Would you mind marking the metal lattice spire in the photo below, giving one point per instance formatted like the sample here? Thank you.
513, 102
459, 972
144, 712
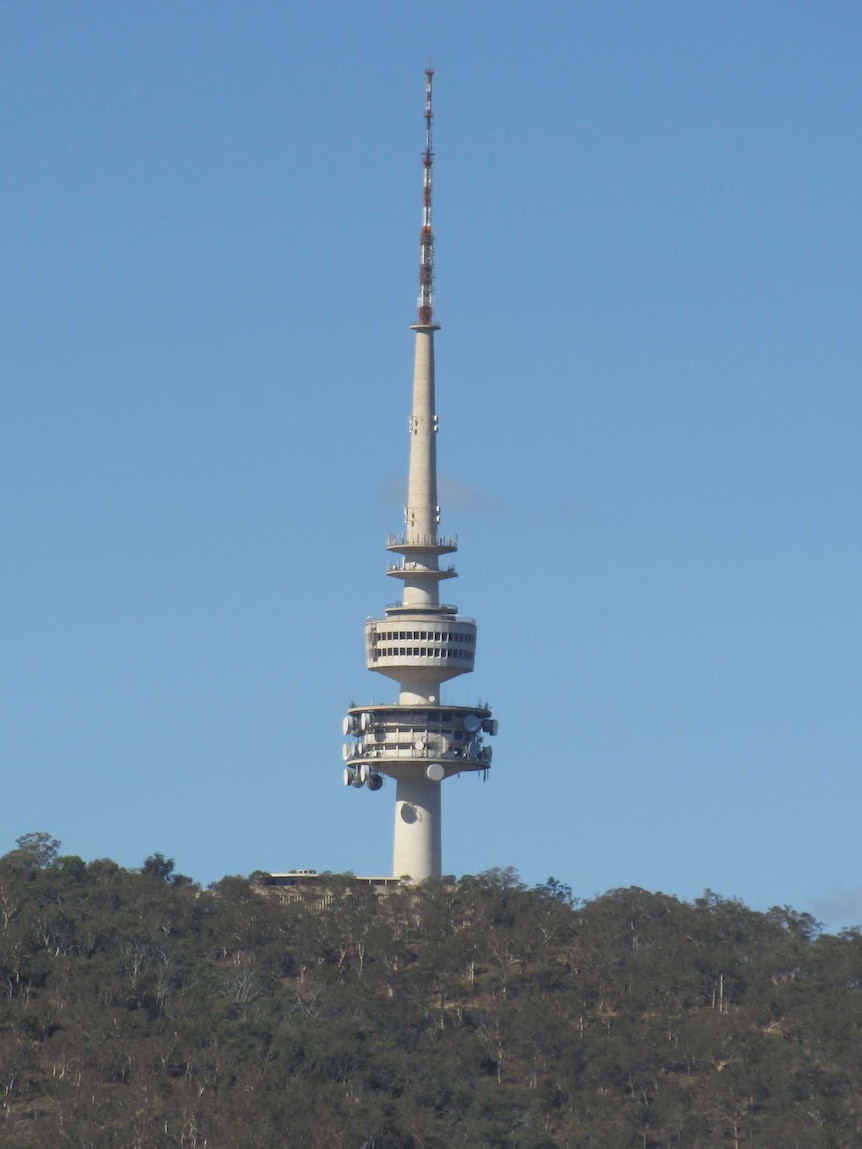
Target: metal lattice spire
426, 237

__________________________________________________

▸ Directions
Which lines in the entries above contain the word "lattice", with case counting? Pull out each such line in full.

▸ Final result
Would you mind marking the metal lattice spire in the photo below, giving one point per instance formatted like the sample here? Thank you.
Target: metal lattice spire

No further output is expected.